** Excerpt to read follows **

5 Reasons Why My Children Are Vaccinated
Since the COVID-19 pandemic, routine vaccines have sharply declined nationwide. The largest decline in childhood immunization rates has been in children over 24 months. Vaccine hesitancy is real, but vaccines are a selfless act of prevention that protect those who are more vulnerable -- it’s a no brainer how vital they are to our community. The decline in vaccines increases the risk of vaccine-preventable disease outbreaks is concerning to say the least.
First and foremost, I want to address the elephant in the room – yes, I am PRO-vaccines, even in children. I know this can be a controversial topic, and I am not interested in debating, but I do want to share 5 reasons why child vaccines are important.
Five Important Reasons to Vaccinate Your Child:
1. Immunizations can save your child’s life. Vaccines help provide immunity before kids are exposed to potentially life-threatening diseases.
2. Vaccinations are safe and they work! Vaccines are carefully reviewed by scientists and healthcare professionals before they are ever given to children. While vaccines do typically involve some discomfort and may cause pain, redness, or tenderness at the site of injection, these side effects are minimal compared to the pain and/or discomfort associated with the actual diseases. Serious side effects are very rare, and the benefits of getting the vaccine greatly outweigh the risks for almost all children.

** End of Excerpt to read **

Goal of the exercise: Continue the article above on reasons to vaccinate children, starting right after its last sentence.

** Provided data follows **

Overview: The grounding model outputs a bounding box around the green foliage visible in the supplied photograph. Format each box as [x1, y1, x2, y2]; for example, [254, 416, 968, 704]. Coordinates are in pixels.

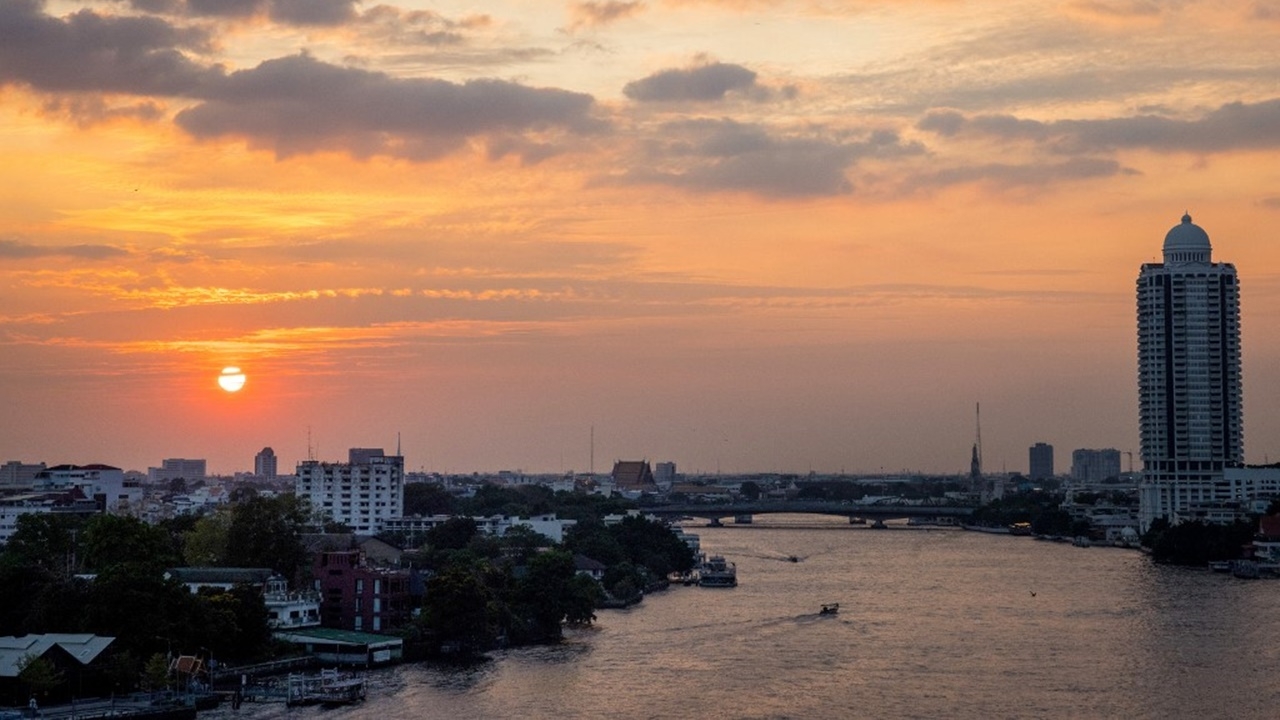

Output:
[1144, 520, 1253, 568]
[420, 565, 498, 655]
[83, 515, 180, 574]
[456, 486, 556, 518]
[3, 512, 84, 574]
[142, 652, 169, 693]
[426, 518, 480, 550]
[224, 495, 311, 578]
[404, 483, 454, 515]
[182, 506, 232, 568]
[18, 655, 63, 697]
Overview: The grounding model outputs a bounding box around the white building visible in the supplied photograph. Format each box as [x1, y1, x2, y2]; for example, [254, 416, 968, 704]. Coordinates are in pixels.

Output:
[147, 457, 207, 484]
[293, 448, 404, 534]
[253, 447, 276, 480]
[33, 464, 143, 512]
[383, 515, 577, 543]
[1138, 215, 1244, 529]
[1071, 447, 1120, 483]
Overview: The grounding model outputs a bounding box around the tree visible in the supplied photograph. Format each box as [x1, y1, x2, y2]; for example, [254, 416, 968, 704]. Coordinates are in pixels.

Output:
[426, 518, 480, 550]
[225, 495, 311, 578]
[517, 550, 594, 642]
[3, 512, 84, 574]
[404, 483, 453, 515]
[84, 515, 180, 574]
[421, 565, 497, 655]
[182, 507, 232, 568]
[142, 652, 169, 693]
[18, 653, 63, 697]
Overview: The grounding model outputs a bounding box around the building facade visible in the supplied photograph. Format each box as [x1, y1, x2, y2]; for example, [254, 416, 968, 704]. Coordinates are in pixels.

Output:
[1071, 447, 1120, 483]
[1138, 215, 1244, 529]
[311, 550, 413, 633]
[253, 447, 276, 480]
[1027, 442, 1053, 480]
[147, 457, 207, 484]
[294, 448, 404, 534]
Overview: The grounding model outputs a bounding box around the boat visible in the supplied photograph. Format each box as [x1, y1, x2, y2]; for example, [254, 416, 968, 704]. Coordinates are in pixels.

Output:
[284, 670, 365, 707]
[698, 555, 737, 588]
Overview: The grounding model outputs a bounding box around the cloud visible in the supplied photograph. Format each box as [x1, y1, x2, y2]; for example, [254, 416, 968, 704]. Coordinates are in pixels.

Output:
[916, 99, 1280, 152]
[622, 63, 767, 102]
[0, 240, 131, 260]
[119, 0, 361, 27]
[602, 119, 923, 197]
[175, 55, 599, 160]
[906, 158, 1137, 190]
[570, 0, 645, 31]
[0, 0, 213, 96]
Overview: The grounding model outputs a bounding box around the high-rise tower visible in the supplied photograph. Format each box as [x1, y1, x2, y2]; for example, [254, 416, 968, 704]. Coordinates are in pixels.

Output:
[1138, 215, 1244, 529]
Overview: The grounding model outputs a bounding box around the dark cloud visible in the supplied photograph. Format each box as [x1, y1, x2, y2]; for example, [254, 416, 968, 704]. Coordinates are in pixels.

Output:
[908, 158, 1135, 190]
[129, 0, 361, 26]
[0, 0, 220, 96]
[177, 55, 596, 160]
[0, 240, 129, 260]
[916, 99, 1280, 152]
[269, 0, 360, 26]
[614, 120, 923, 197]
[570, 0, 644, 28]
[622, 63, 763, 102]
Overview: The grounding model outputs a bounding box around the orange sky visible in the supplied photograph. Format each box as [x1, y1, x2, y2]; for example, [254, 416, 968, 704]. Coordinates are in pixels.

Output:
[0, 0, 1280, 473]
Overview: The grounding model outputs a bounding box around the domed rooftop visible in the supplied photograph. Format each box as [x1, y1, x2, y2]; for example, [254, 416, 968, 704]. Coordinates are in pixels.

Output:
[1165, 214, 1213, 263]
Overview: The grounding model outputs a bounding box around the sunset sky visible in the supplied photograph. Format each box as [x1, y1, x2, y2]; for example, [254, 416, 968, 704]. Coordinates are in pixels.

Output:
[0, 0, 1280, 473]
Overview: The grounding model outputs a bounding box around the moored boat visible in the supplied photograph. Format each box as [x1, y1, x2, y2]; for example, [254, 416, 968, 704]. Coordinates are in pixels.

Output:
[698, 555, 737, 588]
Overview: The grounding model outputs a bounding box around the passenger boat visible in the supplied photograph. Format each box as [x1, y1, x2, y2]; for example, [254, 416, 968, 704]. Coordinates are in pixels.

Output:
[284, 670, 365, 706]
[698, 555, 737, 588]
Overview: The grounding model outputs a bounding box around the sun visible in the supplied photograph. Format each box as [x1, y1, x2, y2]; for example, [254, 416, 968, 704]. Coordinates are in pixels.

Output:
[218, 366, 244, 392]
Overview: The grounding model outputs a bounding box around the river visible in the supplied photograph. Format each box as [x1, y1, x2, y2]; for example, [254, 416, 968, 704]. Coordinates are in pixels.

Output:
[201, 516, 1280, 720]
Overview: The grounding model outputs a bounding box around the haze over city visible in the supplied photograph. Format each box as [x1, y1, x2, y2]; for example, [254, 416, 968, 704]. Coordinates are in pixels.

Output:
[0, 0, 1280, 473]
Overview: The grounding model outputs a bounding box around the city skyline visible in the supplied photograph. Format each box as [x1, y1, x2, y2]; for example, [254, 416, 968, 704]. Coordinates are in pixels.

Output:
[0, 0, 1280, 474]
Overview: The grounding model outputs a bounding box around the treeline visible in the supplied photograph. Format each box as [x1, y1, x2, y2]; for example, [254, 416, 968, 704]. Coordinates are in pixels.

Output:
[404, 507, 694, 657]
[1142, 518, 1257, 568]
[0, 484, 694, 697]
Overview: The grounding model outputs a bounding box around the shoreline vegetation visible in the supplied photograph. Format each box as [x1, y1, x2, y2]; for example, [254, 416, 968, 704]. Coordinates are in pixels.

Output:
[0, 483, 1275, 707]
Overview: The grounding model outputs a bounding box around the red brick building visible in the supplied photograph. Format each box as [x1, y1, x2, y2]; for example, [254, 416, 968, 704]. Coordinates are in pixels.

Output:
[311, 550, 413, 633]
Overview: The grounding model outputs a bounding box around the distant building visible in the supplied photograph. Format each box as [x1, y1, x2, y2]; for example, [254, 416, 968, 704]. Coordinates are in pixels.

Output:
[612, 460, 658, 492]
[1027, 442, 1053, 480]
[1071, 448, 1120, 483]
[653, 462, 676, 489]
[253, 447, 276, 480]
[147, 457, 206, 484]
[294, 448, 404, 534]
[0, 460, 45, 487]
[1137, 215, 1244, 529]
[32, 464, 143, 512]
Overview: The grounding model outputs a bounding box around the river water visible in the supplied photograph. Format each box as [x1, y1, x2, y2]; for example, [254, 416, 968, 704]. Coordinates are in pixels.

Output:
[201, 516, 1280, 720]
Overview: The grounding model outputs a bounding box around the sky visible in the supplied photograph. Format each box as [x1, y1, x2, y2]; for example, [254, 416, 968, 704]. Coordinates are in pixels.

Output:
[0, 0, 1280, 474]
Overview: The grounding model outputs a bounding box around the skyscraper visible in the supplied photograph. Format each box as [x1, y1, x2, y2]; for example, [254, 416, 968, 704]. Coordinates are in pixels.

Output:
[1027, 442, 1053, 480]
[1138, 215, 1244, 529]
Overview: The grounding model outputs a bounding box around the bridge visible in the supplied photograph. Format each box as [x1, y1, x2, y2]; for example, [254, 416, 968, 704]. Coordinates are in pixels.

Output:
[644, 500, 974, 524]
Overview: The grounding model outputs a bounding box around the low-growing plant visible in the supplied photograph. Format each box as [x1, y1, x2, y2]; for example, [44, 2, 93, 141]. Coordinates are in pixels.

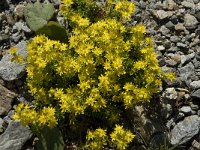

** End of Provided data **

Result of this exercise:
3. Immunizations protect your other loved ones as well. Not only do vaccinations create the strongest immunity for kids, staying up to date on vaccines also protects people in our community who may not be able to be vaccinated.
4. Immunizations can save your family time and money. I can’t stress enough the detrimental effects of not getting vaccinated. A child with a disease that can be prevented by vaccination can lead to missing school or daycare. Some vaccine-preventable diseases can result in a need for long-term treatment which can take a financial toll on a family due to loss of wages from not being able to work and medical bills. Vaccines are usually covered by insurance and are a super good investment!
5. Immunization protects future generations. Vaccines have significantly reduced, and in some cases, eliminated many fatal and/or debilitating diseases that were seen a few generations ago. A good example of this is smallpox. Our children don’t have to get the smallpox vaccine because the disease no longer exists thanks to widespread immunization in previous generations. If we continue to prioritize vaccinations now and wholeheartedly comply, the preventable diseases that we are all battling today may be a thing of the past in the future.
I know shots can be scary, but I hope now you see the benefits of what keeping your children and yourself up to date on vaccinations can do for our community of immunity. I encourage you to talk to your family doctor about what vaccines are recommended for your kids and yourself and how to catch up if you’re behind.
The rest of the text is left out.